#### [やること]
A: 『パタゴニア・エキスプレス』の紹介文によると、ルイス・セプルベダはMoleskineのメモから物語を紡ぎ出すスタイルを誰に習ったのですか?
B: 『パタゴニア・エキスプレス』の紹介文を、最後の文の後から書き続けてもらえますか?

#### [読む文章]
---

パタゴニア・エキスプレス (文学の冒険シリーズ)

Moleskineを元に書かれた私小説ぽいラテンアメリカ冒険譚。

著者自身がほぼ語り手とみなしてよさそうな印象だが、社会主義にはまって投獄されていじめぬかれ、出獄してからはヨーロッパでライターになるため奔走するが、なぜかエクアドルで年増の家庭教師になったりアルゼンチンに出戻ったりと紆余曲折を経てスペインにたどり着くまでの物語。

Moleskineにとったメモを元に物語を紡ぎ出していくスタイルを、ルイス・セプルベダは同じ旅行仲間のブルース・チャトウィンに習ったという。そのへんの話は本家サイトにも書かれていますが、本書ではより詳細に物語られています。


ブルースがまさしくこの旅のためにプレゼントしてくれた方眼紙のノートにメモをとっている。それもただのノートではない。セリーヌやヘミングウエー(原文ママ)といった作家たちが大事にし、いまはもう文房具店にはない正真正銘モルスキンの逸品。使うまえにわたしみたいにするんだ、とブルースはそれとなく勧めた。まず、ページに番号をつける、次に表紙裏に最低二つの連絡先を記す、そして最後に、失くしたときのために、このノートを上記宛送ってくださった方にはお礼をしますと書く。それはあまりにもイギリス的だね、とぼくが言うと、ブルースは応えた。まさしくそうした類の予防策のおかげでイギリス人はイギリスが帝国であるという夢を持ちつづけている。

---

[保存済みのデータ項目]

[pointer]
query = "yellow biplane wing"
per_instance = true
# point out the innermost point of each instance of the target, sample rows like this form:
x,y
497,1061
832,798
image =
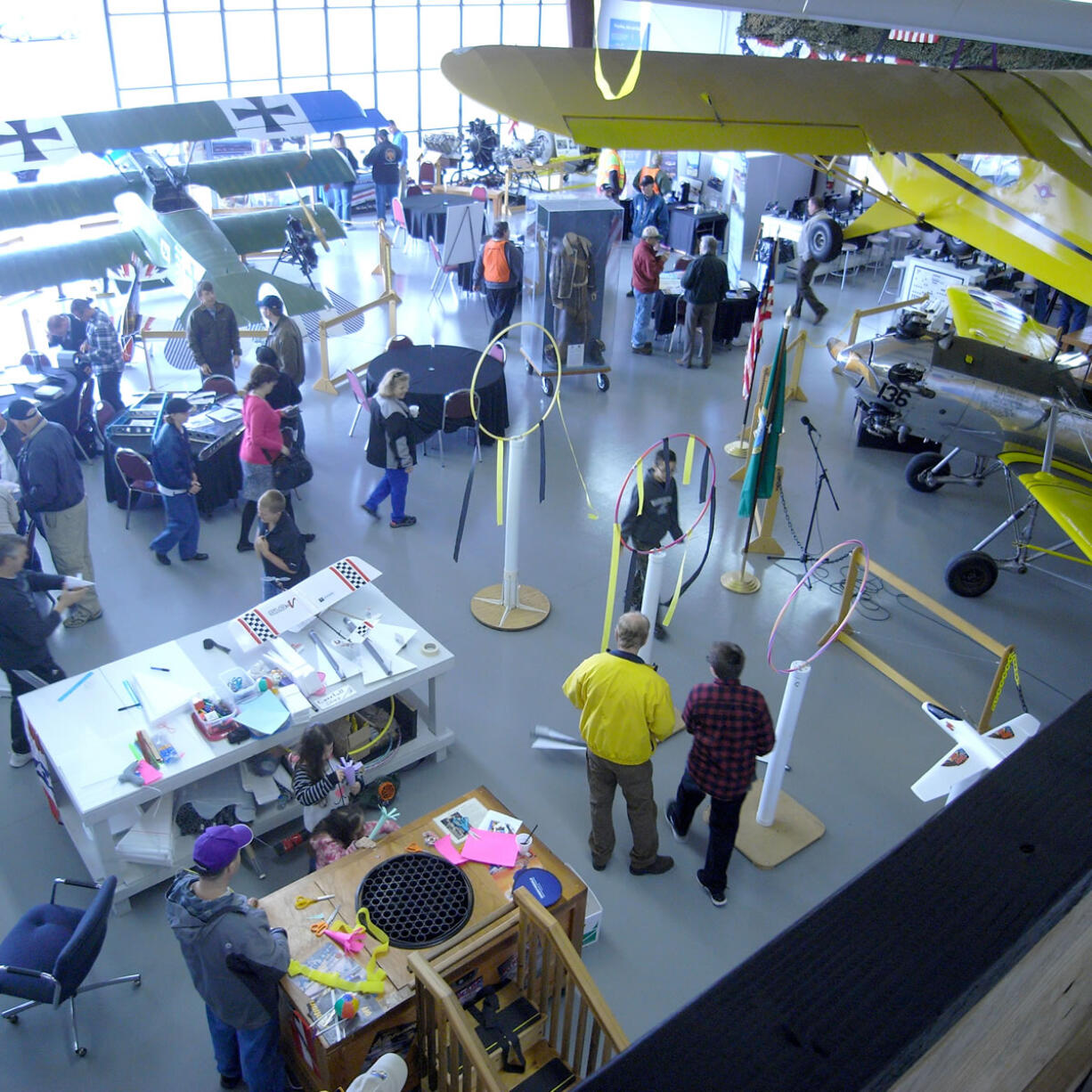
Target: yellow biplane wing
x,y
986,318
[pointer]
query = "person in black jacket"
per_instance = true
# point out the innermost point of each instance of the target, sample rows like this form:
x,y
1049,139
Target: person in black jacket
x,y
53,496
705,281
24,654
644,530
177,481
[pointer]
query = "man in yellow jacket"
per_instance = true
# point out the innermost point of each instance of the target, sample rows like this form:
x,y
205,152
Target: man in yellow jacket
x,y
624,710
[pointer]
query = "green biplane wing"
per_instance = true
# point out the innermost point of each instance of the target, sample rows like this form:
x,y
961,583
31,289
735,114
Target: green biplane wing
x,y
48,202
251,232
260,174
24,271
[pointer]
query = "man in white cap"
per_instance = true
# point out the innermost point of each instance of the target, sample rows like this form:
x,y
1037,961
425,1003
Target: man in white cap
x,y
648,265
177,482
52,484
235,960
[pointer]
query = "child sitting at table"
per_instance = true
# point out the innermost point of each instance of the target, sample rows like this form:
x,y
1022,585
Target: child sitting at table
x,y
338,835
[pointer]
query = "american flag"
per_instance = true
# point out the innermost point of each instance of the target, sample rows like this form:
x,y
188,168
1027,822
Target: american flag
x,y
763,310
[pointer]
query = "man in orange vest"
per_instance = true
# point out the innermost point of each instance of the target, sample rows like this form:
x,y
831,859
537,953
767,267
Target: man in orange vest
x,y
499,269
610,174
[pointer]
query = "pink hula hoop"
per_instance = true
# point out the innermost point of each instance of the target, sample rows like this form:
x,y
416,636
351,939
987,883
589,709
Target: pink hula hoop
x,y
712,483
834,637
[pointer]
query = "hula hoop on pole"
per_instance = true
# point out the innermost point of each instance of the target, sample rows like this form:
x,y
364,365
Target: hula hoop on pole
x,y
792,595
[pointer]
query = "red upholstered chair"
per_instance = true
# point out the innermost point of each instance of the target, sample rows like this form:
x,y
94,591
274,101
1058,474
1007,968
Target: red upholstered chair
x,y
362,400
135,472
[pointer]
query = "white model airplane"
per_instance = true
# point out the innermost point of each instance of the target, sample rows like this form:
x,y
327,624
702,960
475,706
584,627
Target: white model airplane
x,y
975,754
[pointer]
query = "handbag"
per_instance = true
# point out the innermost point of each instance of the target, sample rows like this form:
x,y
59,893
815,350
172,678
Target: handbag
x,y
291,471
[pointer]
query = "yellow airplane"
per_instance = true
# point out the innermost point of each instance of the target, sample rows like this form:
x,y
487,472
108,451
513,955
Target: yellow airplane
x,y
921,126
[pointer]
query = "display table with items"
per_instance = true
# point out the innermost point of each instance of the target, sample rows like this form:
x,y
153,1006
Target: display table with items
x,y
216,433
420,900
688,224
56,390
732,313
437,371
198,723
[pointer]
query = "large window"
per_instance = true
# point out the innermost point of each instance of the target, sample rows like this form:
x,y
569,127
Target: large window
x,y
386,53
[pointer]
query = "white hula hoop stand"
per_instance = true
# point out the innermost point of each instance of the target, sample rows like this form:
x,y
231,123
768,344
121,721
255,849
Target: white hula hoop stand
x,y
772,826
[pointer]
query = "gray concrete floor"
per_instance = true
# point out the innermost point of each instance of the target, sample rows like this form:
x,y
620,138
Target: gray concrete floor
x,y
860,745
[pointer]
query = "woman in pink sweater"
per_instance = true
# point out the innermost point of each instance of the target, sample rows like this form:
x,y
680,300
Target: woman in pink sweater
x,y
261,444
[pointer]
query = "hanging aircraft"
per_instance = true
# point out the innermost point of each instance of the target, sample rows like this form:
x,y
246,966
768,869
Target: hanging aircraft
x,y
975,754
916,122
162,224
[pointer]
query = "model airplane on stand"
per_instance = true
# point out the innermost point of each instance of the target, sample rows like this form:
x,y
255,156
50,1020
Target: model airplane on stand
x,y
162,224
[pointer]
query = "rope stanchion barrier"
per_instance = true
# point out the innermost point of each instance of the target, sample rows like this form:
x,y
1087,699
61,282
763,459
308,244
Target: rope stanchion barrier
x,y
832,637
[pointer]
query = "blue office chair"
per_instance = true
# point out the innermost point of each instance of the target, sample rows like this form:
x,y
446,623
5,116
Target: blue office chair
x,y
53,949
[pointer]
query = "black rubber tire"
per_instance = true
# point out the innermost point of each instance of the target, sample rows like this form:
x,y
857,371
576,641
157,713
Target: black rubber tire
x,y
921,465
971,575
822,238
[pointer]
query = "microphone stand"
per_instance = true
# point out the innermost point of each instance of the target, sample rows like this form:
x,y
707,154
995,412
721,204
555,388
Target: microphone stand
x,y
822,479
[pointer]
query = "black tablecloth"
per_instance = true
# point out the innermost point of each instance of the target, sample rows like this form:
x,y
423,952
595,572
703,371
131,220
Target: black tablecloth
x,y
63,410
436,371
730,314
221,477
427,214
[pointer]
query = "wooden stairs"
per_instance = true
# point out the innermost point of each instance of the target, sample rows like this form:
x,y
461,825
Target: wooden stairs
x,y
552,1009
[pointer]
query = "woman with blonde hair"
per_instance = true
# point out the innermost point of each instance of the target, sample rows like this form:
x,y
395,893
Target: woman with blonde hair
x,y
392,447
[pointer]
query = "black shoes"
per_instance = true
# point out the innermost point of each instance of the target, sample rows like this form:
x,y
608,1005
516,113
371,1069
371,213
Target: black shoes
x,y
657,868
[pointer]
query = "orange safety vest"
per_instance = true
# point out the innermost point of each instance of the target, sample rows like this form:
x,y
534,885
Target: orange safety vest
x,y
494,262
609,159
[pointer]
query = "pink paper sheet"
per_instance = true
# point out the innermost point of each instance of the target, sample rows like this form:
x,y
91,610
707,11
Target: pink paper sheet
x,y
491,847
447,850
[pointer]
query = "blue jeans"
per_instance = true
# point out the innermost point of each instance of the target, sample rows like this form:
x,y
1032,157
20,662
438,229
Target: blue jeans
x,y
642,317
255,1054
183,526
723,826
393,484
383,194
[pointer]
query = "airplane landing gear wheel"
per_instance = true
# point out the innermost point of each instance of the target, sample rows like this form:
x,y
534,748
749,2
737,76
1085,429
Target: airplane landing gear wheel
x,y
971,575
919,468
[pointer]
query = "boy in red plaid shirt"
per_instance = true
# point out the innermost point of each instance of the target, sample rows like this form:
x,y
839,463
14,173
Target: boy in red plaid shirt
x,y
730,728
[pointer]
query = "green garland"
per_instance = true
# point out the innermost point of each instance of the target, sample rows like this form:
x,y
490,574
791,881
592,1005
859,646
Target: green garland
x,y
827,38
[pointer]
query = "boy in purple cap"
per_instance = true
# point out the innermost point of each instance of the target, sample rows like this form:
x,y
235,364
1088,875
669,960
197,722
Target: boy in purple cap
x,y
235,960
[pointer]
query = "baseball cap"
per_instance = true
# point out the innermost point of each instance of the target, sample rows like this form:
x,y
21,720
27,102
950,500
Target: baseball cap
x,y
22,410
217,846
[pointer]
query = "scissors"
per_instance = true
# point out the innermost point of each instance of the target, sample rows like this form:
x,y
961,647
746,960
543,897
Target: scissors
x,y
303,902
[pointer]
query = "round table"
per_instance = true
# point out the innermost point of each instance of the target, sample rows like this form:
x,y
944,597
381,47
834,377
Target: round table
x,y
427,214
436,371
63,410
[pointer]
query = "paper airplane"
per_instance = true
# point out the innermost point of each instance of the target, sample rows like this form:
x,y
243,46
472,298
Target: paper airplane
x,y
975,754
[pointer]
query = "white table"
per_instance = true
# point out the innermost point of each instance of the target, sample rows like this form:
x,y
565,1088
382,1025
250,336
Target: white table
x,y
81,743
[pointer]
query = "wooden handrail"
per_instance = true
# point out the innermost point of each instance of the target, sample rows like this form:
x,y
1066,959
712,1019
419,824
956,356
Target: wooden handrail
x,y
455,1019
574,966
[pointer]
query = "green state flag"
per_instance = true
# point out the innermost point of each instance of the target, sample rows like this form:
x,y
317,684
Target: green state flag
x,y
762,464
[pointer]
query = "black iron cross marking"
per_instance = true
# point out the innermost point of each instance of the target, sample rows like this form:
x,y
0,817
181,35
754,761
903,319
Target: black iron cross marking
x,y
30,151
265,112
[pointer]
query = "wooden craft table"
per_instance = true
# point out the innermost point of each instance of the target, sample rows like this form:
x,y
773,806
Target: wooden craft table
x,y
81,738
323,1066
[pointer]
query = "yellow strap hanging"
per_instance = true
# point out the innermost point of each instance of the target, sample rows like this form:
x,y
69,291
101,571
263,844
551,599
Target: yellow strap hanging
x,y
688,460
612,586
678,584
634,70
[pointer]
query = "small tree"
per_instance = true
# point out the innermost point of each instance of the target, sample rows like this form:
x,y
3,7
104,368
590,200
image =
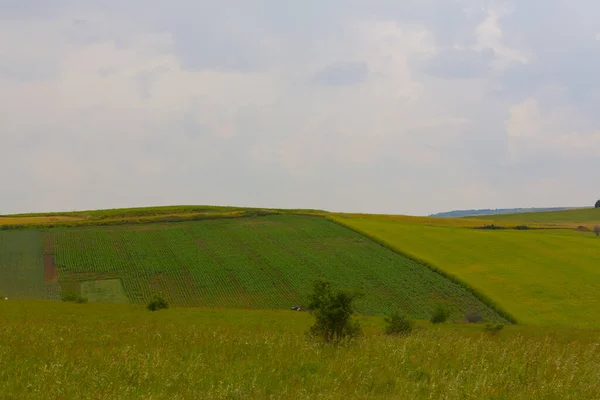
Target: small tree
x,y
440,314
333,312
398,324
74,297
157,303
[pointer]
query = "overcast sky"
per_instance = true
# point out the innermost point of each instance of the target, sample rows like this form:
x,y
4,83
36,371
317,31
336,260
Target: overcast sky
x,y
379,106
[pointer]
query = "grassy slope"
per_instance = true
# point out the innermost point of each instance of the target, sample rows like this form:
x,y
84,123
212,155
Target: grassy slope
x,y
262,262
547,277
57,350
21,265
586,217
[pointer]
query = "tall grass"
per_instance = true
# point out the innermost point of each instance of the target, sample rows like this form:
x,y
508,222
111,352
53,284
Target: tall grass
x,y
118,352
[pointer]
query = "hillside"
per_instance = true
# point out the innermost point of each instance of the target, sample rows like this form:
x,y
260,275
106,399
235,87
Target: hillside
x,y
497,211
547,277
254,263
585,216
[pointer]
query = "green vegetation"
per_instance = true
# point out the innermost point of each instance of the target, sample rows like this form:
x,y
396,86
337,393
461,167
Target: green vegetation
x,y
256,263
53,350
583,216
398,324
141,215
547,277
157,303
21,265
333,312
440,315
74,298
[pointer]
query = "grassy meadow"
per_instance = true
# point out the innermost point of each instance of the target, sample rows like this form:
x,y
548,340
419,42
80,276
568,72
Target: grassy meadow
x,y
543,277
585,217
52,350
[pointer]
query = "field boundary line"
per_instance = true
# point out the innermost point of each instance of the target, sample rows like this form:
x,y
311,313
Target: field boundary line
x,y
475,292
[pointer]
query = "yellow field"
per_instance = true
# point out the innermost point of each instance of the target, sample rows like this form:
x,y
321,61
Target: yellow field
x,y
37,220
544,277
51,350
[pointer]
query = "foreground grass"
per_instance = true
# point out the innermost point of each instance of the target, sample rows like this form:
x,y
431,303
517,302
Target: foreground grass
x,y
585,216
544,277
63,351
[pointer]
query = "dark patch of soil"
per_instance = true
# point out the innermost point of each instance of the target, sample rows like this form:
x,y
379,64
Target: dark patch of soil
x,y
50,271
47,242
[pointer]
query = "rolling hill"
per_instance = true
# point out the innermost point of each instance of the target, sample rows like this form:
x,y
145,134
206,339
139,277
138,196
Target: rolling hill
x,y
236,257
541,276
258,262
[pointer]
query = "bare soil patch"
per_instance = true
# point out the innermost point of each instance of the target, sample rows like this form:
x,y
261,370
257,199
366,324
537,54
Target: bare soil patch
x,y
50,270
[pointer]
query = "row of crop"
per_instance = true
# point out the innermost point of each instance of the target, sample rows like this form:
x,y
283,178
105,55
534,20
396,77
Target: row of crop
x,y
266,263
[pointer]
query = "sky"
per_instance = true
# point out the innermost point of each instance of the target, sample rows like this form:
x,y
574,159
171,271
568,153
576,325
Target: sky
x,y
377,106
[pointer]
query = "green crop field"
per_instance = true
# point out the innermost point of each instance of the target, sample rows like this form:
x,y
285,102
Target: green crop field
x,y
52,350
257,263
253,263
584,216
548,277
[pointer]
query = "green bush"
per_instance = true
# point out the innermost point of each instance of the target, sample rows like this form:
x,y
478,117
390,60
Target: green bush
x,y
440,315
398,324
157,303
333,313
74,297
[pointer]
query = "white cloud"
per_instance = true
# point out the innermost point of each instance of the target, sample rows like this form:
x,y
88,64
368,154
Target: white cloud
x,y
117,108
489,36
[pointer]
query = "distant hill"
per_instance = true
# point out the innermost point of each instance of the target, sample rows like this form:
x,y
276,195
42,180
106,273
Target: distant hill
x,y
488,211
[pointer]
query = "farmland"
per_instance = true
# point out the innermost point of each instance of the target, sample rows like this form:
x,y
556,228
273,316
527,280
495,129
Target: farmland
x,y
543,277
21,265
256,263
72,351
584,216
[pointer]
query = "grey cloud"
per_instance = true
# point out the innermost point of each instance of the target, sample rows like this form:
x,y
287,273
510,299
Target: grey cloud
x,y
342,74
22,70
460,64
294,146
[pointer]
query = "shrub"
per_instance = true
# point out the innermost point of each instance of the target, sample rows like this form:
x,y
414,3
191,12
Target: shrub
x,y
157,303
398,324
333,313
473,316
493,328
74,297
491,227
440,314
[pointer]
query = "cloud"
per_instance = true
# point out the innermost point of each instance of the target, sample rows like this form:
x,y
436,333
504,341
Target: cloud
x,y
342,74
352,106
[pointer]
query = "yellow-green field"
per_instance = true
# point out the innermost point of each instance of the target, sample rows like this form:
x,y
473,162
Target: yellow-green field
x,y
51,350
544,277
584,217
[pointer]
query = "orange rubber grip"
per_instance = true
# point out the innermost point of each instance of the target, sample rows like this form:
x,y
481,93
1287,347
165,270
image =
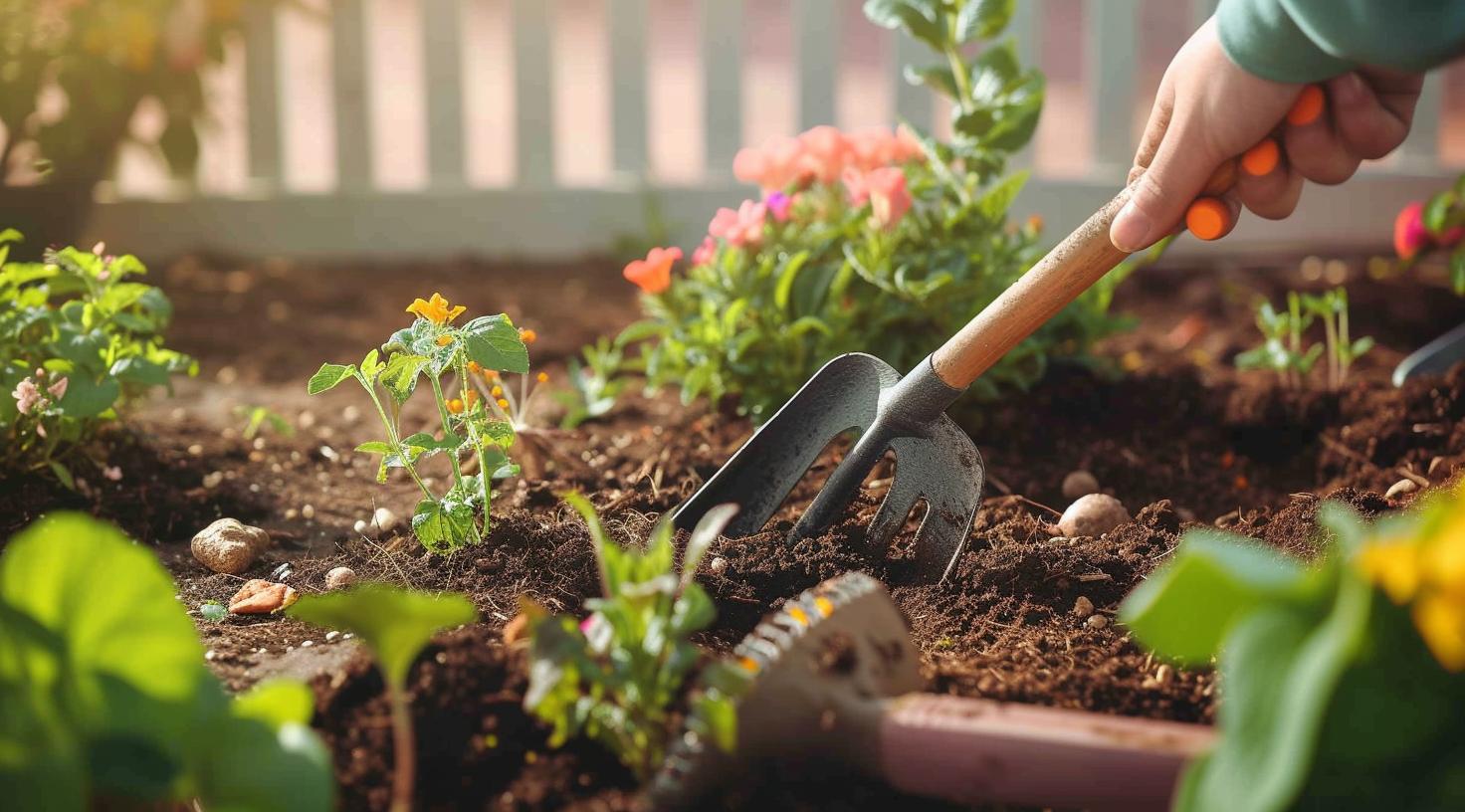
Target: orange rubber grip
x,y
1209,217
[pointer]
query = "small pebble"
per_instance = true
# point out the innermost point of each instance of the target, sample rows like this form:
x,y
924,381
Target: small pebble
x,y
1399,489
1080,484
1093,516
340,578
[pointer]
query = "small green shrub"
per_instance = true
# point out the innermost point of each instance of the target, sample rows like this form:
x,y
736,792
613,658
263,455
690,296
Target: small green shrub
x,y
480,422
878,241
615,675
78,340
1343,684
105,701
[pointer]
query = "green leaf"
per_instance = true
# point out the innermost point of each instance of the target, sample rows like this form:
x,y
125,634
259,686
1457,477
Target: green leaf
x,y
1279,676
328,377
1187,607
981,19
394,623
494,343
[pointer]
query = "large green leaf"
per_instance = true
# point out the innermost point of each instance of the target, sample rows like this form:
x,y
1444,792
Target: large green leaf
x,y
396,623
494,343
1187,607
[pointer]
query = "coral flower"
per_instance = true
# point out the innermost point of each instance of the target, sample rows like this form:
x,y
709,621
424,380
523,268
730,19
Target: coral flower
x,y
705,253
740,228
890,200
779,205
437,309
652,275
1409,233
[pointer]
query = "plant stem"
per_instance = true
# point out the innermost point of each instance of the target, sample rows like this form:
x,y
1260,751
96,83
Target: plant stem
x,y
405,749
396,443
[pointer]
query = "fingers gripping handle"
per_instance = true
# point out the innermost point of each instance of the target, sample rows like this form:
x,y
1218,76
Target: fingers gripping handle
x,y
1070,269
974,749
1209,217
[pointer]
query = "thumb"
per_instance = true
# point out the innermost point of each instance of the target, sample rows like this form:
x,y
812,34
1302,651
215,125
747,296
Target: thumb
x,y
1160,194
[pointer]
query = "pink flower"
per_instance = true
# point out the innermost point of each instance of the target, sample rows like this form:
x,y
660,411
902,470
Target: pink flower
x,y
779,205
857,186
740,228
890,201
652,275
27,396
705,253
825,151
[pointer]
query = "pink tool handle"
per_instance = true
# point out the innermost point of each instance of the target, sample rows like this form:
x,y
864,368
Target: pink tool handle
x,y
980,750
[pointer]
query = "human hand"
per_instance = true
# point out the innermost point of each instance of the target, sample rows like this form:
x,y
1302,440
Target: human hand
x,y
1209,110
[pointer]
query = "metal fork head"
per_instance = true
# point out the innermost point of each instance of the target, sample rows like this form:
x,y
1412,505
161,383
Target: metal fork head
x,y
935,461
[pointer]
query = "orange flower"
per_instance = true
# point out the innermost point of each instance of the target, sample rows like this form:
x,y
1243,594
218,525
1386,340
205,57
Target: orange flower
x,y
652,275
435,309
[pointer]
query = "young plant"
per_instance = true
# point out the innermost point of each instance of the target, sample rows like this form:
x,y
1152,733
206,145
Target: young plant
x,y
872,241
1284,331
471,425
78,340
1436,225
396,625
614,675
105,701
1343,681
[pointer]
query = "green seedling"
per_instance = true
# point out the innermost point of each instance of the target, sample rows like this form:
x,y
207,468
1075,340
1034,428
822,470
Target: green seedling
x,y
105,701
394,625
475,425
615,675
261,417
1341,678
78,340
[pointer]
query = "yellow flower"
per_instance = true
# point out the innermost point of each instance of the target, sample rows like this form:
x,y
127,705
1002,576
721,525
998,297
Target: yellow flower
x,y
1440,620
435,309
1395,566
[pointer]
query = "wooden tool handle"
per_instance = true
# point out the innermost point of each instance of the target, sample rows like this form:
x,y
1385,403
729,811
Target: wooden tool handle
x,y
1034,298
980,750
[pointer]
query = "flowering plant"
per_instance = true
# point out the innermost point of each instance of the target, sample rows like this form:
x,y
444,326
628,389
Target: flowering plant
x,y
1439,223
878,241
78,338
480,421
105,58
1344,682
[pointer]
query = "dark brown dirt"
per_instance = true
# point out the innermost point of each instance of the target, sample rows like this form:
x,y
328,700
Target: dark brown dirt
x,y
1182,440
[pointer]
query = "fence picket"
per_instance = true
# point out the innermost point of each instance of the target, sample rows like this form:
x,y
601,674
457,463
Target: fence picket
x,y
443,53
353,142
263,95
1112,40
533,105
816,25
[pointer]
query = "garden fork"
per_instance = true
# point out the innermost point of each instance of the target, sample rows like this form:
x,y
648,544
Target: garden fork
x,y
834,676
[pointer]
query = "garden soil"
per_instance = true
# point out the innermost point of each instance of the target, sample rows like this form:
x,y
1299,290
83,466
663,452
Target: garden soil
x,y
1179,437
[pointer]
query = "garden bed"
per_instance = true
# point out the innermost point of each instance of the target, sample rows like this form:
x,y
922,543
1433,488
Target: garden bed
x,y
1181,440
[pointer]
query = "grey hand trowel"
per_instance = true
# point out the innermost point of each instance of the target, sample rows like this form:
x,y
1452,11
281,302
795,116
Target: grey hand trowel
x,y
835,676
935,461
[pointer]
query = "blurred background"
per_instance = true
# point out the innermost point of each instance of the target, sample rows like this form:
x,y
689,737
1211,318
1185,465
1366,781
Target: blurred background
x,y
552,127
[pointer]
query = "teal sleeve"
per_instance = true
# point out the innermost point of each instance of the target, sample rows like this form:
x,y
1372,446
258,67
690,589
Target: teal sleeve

---

#### [解答]
A: 旅行仲間のブルース・チャトウィンです。

B:
人間の記憶量に限界がない人もいようが(ちょうど次に読んでいる『ヘミングウェイごっこ』のイギリス人がそうだ)、わたしはからっきしだ。高校の英語の参考書でとても頭がよいがとんでもなく記憶力がわるい学者の話があったが、それを笑えないほどわたしの記憶のプールは浅い。だとしたら記憶については外部装置にある程度頼るしかないんじゃないか、と思ってこの夏からはかなり頻繁にメモをとるようにしています。Moleskineに。おかげで酔っぱらったときでもお酒の銘柄を覚えていられるようになったのでした。

さて、本書の売りはなんといってもメモをとられた現実(かもしれない)の挿話の小粋さ。パタゴニア嘘つき選手権では感動的な嘘がつかれ、クレイジーな飛行機乗りは小さな砂浜に不時着してすかさず飛び上がり、イルカと少年の悲しい物語に涙する。まとまった小説としてはやや構成が弱いが、著者が旅した南アメリカそのものがどさっとつきだされる。パタゴニアの乾いた大地でたっぷりの栄養をたくわえたMoleskineが食卓に出されるのだから、読者は塩も砂糖も醤油もつけず、とれたての『パタゴニア・エキスプレス』にただかぶりつけばよい。異色揃いの「文学の冒険」シリーズとしてはさらに一ひねりしてシンプルに戻った本書は、ふつうの文学好き(それこそヘミングウェイとか)にとってもおすすめの一冊。新潮あたりで文庫化すれば堅実に売れそうです。